What is expected :: Extract each line holding the word "positive" from the entries.

Dataset excerpts ::
# # # # # # #
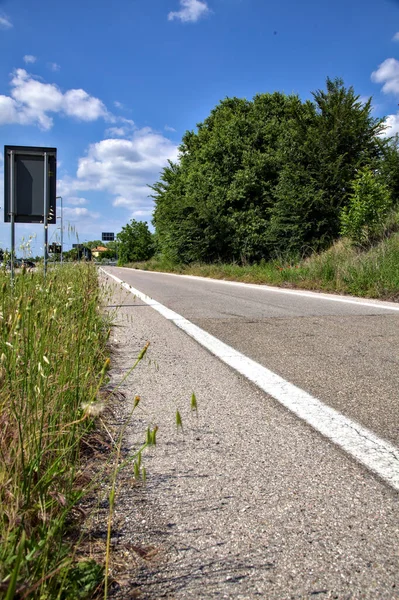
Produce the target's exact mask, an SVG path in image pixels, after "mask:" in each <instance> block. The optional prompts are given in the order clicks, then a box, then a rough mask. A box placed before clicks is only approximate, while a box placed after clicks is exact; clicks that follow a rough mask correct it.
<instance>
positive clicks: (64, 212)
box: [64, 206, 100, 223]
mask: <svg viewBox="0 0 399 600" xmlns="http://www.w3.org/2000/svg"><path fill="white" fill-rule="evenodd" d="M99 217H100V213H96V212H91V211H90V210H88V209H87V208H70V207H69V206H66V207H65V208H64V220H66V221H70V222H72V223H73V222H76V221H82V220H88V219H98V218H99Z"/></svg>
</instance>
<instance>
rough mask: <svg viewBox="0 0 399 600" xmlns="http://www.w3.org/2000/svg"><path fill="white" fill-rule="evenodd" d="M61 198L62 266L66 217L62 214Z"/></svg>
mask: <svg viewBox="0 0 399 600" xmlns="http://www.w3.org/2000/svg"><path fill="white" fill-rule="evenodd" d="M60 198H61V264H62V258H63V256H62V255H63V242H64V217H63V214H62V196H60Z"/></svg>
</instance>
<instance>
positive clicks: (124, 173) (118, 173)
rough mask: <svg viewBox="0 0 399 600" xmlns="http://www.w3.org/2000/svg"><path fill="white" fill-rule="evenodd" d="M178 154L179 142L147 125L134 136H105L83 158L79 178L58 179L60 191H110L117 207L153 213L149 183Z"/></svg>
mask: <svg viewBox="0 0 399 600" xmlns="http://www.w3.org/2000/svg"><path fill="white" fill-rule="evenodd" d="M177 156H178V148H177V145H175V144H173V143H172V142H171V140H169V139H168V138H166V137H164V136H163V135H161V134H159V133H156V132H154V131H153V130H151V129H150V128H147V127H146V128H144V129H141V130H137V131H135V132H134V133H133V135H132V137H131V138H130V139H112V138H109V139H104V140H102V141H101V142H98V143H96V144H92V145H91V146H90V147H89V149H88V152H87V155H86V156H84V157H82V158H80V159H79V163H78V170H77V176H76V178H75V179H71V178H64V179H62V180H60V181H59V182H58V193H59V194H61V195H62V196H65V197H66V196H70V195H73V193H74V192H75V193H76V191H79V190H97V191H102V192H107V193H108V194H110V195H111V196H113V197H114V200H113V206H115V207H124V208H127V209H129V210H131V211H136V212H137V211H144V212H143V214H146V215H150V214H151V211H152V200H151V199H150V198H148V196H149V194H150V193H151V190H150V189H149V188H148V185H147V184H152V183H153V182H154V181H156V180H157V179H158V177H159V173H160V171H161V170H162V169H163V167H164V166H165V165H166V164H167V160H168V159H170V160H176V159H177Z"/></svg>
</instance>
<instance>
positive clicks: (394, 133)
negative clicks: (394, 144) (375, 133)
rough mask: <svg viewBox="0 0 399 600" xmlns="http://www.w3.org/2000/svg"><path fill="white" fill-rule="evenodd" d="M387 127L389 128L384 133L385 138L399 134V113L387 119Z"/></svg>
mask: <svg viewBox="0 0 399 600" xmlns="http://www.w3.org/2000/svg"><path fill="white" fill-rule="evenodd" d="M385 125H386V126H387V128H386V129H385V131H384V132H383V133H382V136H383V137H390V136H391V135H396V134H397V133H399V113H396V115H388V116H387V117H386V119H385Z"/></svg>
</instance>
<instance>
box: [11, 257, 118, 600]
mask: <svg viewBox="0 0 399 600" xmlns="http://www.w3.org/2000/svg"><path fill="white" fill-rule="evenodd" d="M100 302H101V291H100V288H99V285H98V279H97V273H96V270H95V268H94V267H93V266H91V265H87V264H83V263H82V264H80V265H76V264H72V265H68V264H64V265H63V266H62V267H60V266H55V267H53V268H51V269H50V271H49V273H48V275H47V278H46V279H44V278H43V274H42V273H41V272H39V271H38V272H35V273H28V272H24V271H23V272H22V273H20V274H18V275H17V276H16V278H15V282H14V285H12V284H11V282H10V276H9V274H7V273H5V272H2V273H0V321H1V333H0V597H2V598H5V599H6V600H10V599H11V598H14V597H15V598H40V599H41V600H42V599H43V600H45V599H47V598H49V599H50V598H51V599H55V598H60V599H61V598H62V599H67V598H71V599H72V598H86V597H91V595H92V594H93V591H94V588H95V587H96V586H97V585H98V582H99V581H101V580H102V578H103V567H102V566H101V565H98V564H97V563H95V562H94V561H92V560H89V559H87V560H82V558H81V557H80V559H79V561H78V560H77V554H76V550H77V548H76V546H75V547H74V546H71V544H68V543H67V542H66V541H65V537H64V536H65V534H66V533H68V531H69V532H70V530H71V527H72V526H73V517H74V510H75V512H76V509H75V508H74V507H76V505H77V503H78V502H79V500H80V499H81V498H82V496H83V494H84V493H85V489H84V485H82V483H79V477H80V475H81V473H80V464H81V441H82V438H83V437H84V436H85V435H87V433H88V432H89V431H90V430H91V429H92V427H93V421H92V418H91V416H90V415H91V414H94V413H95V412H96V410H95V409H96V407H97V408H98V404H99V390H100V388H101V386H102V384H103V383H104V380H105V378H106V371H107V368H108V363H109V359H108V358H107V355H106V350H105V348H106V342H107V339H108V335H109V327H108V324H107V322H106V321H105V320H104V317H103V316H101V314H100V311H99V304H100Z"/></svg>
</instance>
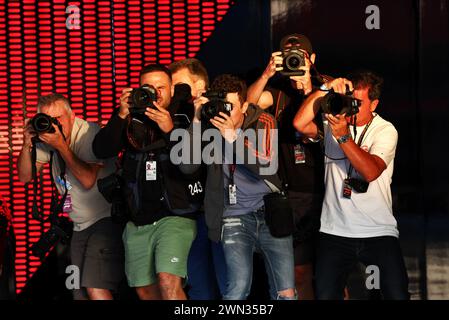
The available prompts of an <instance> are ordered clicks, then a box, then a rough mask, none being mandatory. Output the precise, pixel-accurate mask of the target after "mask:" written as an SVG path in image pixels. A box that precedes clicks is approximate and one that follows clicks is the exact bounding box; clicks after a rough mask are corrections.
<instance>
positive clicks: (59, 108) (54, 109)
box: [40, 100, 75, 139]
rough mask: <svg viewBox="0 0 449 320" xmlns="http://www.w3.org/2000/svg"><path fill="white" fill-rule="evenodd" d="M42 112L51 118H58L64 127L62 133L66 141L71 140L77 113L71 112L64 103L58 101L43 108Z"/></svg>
# # # # # # #
Result of this exercise ::
positive clicks: (64, 212)
positive clicks: (124, 173) (118, 173)
positive clicks: (394, 133)
positive clicks: (59, 108) (54, 109)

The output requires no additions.